WHAT THE TASK REQUIRES: Retype the listing exactly as it stands, and keep every image out.

-------------------------

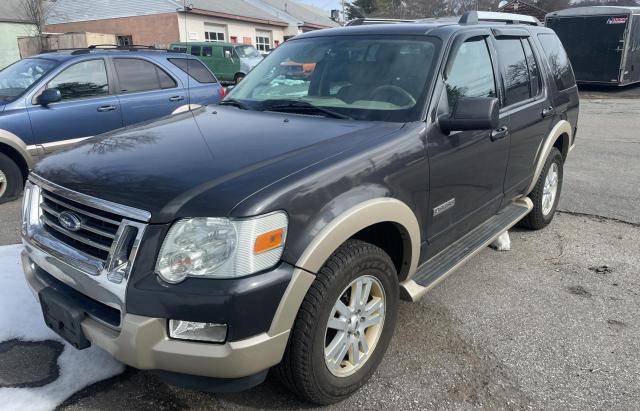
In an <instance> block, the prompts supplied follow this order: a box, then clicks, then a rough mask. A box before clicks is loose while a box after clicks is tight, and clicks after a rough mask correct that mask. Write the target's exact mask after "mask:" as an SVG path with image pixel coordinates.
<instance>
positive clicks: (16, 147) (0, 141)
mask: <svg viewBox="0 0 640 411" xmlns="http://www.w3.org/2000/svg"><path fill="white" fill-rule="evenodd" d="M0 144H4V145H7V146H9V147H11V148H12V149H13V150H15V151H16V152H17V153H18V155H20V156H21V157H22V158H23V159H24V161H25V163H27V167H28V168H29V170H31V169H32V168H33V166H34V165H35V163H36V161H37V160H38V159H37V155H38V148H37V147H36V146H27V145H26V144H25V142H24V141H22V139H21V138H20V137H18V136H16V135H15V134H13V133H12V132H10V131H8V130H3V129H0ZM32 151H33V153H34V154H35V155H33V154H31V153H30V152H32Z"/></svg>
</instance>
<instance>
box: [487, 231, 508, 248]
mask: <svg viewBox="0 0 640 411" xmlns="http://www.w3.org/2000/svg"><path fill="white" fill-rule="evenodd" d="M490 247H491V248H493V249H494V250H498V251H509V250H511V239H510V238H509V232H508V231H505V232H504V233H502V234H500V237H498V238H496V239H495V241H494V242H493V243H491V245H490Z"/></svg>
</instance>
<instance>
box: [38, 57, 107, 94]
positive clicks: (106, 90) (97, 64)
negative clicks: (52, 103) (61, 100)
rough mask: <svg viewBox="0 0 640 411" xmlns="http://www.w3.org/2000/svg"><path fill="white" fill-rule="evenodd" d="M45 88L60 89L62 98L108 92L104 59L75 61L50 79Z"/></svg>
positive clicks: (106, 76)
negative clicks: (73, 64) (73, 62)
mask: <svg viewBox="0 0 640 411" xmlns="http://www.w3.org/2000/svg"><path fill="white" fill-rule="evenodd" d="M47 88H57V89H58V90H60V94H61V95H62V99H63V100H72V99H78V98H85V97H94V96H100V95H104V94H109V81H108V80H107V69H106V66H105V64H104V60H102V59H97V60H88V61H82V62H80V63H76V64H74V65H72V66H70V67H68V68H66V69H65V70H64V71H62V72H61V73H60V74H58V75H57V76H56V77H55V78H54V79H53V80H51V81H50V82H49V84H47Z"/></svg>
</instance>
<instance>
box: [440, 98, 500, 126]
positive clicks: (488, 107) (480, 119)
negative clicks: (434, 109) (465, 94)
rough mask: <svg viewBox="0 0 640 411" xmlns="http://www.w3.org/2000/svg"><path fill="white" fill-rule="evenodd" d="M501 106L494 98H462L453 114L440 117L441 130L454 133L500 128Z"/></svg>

-------------------------

ANSWER SPACE:
In an <instance> block, the prompts supplied follow this order: a box, then clicks, then a rough mask. A box before clicks is loose while a box after clicks is tight, and clicks after a rough mask correct that mask. Write the target's exact mask after "mask:" as an SVG path with image pixel coordinates.
<instance>
positive clicks: (16, 147) (0, 141)
mask: <svg viewBox="0 0 640 411" xmlns="http://www.w3.org/2000/svg"><path fill="white" fill-rule="evenodd" d="M0 144H4V145H7V146H9V147H11V148H12V149H13V150H15V151H16V152H17V153H18V155H20V156H21V157H22V158H23V159H24V161H25V163H27V167H28V168H29V170H31V169H32V168H33V166H34V165H35V163H36V161H37V160H38V159H37V155H38V148H37V147H36V146H27V145H26V144H25V142H24V141H22V139H21V138H20V137H18V136H16V135H15V134H13V133H12V132H10V131H8V130H3V129H0ZM32 151H33V153H34V154H35V155H33V154H31V153H30V152H32Z"/></svg>
</instance>
<instance>
box: [487, 231, 508, 248]
mask: <svg viewBox="0 0 640 411" xmlns="http://www.w3.org/2000/svg"><path fill="white" fill-rule="evenodd" d="M490 247H491V248H493V249H494V250H498V251H509V250H511V239H510V238H509V232H508V231H505V232H504V233H502V234H500V237H498V238H496V239H495V241H494V242H493V243H491V245H490Z"/></svg>
</instance>
<instance>
box: [38, 57, 107, 94]
positive clicks: (106, 90) (97, 64)
negative clicks: (52, 103) (61, 100)
rough mask: <svg viewBox="0 0 640 411" xmlns="http://www.w3.org/2000/svg"><path fill="white" fill-rule="evenodd" d="M45 88L60 89L62 98L108 92L104 59L75 61L50 79Z"/></svg>
positive clicks: (106, 76)
negative clicks: (73, 64) (73, 62)
mask: <svg viewBox="0 0 640 411" xmlns="http://www.w3.org/2000/svg"><path fill="white" fill-rule="evenodd" d="M47 88H57V89H58V90H60V94H61V95H62V99H63V100H72V99H78V98H85V97H94V96H100V95H104V94H109V81H108V80H107V69H106V66H105V64H104V60H102V59H97V60H88V61H82V62H80V63H76V64H74V65H72V66H70V67H68V68H66V69H65V70H64V71H62V72H61V73H60V74H58V75H57V76H56V77H55V78H54V79H53V80H51V81H50V82H49V84H47Z"/></svg>
</instance>
<instance>
box: [440, 98, 500, 126]
positive clicks: (488, 107) (480, 119)
negative clicks: (434, 109) (465, 94)
rough mask: <svg viewBox="0 0 640 411" xmlns="http://www.w3.org/2000/svg"><path fill="white" fill-rule="evenodd" d="M501 106L494 98H462L453 114L440 117L441 130L454 133L500 128Z"/></svg>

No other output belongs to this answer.